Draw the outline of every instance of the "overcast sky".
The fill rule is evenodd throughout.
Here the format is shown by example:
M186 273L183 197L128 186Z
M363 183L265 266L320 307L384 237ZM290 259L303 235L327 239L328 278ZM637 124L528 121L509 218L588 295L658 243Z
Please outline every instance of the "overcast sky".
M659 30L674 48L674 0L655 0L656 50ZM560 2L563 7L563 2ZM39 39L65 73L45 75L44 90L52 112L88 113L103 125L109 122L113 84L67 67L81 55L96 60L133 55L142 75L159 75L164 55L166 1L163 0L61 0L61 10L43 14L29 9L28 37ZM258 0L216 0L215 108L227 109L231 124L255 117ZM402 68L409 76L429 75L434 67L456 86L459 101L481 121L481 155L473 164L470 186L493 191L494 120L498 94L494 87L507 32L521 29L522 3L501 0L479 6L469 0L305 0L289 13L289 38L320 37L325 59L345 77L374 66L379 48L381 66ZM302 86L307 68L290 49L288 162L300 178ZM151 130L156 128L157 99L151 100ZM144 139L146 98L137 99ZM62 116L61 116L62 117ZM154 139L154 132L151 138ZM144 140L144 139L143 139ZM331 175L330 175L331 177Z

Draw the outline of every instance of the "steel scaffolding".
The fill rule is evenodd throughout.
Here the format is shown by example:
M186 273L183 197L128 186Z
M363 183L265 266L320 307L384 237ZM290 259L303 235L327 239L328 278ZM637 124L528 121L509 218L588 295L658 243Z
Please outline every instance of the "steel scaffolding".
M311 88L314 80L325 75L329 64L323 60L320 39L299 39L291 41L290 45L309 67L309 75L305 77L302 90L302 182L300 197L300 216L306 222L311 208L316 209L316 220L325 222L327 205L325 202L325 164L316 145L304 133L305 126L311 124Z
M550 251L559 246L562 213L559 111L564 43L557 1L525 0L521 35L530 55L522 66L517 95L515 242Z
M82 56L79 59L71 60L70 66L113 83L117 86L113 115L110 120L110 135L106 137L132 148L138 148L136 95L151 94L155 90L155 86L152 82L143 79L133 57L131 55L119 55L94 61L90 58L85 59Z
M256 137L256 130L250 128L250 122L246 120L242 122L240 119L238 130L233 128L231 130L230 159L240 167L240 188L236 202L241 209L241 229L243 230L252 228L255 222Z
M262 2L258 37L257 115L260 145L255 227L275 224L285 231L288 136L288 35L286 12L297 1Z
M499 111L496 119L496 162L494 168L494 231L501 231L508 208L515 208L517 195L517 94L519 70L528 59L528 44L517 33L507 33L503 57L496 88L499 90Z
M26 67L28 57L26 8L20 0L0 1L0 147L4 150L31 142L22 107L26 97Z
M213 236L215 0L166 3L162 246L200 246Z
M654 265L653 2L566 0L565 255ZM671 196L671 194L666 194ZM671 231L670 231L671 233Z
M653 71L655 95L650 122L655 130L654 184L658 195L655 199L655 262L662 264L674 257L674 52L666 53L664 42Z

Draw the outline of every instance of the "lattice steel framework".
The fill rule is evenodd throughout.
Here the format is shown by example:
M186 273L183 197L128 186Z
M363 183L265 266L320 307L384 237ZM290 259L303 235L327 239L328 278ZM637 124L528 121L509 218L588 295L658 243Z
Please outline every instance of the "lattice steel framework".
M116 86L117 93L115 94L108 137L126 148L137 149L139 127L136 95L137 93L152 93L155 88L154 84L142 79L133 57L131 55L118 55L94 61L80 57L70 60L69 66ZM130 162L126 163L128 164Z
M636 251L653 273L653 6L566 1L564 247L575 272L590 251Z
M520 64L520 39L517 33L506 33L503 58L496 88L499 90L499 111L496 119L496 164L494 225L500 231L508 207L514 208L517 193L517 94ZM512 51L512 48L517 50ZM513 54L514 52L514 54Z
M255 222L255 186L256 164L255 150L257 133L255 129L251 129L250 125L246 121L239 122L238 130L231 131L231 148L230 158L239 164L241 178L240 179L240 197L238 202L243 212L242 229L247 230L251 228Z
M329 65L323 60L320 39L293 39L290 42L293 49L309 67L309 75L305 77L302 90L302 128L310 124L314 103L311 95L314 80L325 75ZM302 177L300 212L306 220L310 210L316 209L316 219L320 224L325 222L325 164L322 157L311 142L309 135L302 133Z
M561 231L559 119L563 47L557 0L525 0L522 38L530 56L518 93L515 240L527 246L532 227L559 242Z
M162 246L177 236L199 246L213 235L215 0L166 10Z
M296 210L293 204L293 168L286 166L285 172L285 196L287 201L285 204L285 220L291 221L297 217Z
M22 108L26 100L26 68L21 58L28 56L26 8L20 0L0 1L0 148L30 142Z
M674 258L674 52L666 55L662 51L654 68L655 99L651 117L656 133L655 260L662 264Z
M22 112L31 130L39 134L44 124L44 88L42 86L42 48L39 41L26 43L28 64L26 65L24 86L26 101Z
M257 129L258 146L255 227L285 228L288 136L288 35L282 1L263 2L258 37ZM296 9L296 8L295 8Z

******************************

▸ **Problem to work on**:
List each line of the material above that contains the word "Draw", reproducing every such line in full.

▸ **Task response**:
Draw the outline of every instance of the "overcast sky".
Draw the outline of every instance of the "steel scaffolding".
Draw the outline of every instance of the "lattice steel framework".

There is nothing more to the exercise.